Text 3
Text 3, 2011, performative work, from the exhibition Third Family of Objects and Confrontational Reading, hunt kastner, Prague, 2012, photo: author's archive
So...
how did I get from industrial machines to electronics. Actually... this blog
was originally supposed to be about audio; about equipment with brand names
such as Mark Levinson, McIntosh and Accuphase. These amplifiers and preamplifiers
immediately attract our attention – with their front panels with knobs and
buttons, potentiometers, analogue or digital indicators of the left, right
channel... There’s something about them reminiscent of machine tools, lathes
and horizontal drills.
The
L-590AX did the magic and completely erased the loudspeakers from my listening
room so that with my eyes closed I was not able to identify their positions.
Instead, I could identify the musicians within the three-dimensional soundstage
and that was why (with the lights still dimmed) the listening turned out to be
a be-there experience. As if the L-590AX could render also the cigarette smoke,
heavy curtains and a worn out carpet, fingers dancing on strings and the ice,
slowly melting in the last glass of whisky.[1]
Text 3, 2011, performative work, from the exhibition Third Family of Objects and Confrontational Reading, hunt kastner, Prague, 2012, photo: author's archive
ear impressions for custom earphones, https://www.youtube.com/watch?v=212rP5zwtpo, 6. 9. 2012
With
their dangerously looking corners and branched coolers jutting out into space
they really are reminiscent of industrial machines. In reality they’re merely
consumer goods - like motorcycles, sports cars and pleasure boats; just like
them they’re a source of joy and a symbol of social status. Even so, there’s
something here... something that makes them different... these goods are
capable of creating a semblance of reality. That’s why I myself refer to them
as machines, even though they do not manufacture anything, but merely reproduce
compositions from a record, tape, CD or MP3 device.
Have
you ever had a chance to listen to a plucked double-bass from the distance,
let’s say, of 1 meter? If your answer is yes then you would probably agree that
it is not just the deep strumming sound we all know from our home audio systems
but that it is very palpable. One can see the effort a player has to put into
the plucking a string a when he does than the mighty THUNG! shudders a room.

Recorded data =
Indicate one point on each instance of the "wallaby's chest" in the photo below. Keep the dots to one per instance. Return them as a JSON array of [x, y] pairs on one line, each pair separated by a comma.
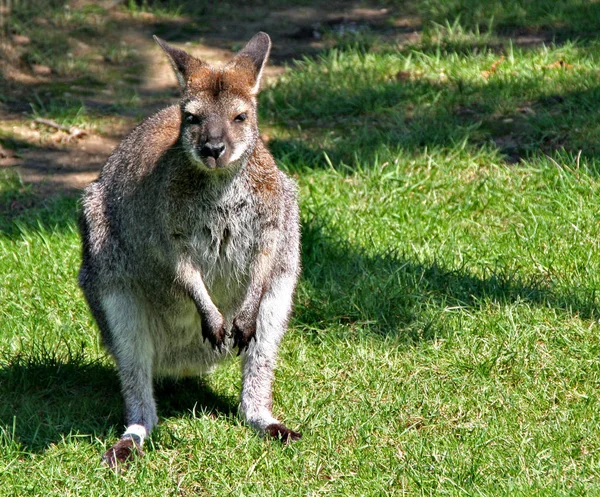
[[220, 240]]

Your goal = Reproduce, word for word, the passage of the audio amplifier text above that opens with the words containing "how did I get" and closes with "identify their positions.".

Expected output =
how did I get from industrial machines to electronics. Actually... this blog
was originally supposed to be about audio; about equipment with brand names
such as Mark Levinson, McIntosh and Accuphase. These amplifiers and preamplifiers
immediately attract our attention – with their front panels with knobs and
buttons, potentiometers, analogue or digital indicators of the left, right
channel... There’s something about them reminiscent of machine tools, lathes
and horizontal drills.
The
L-590AX did the magic and completely erased the loudspeakers from my listening
room so that with my eyes closed I was not able to identify their positions.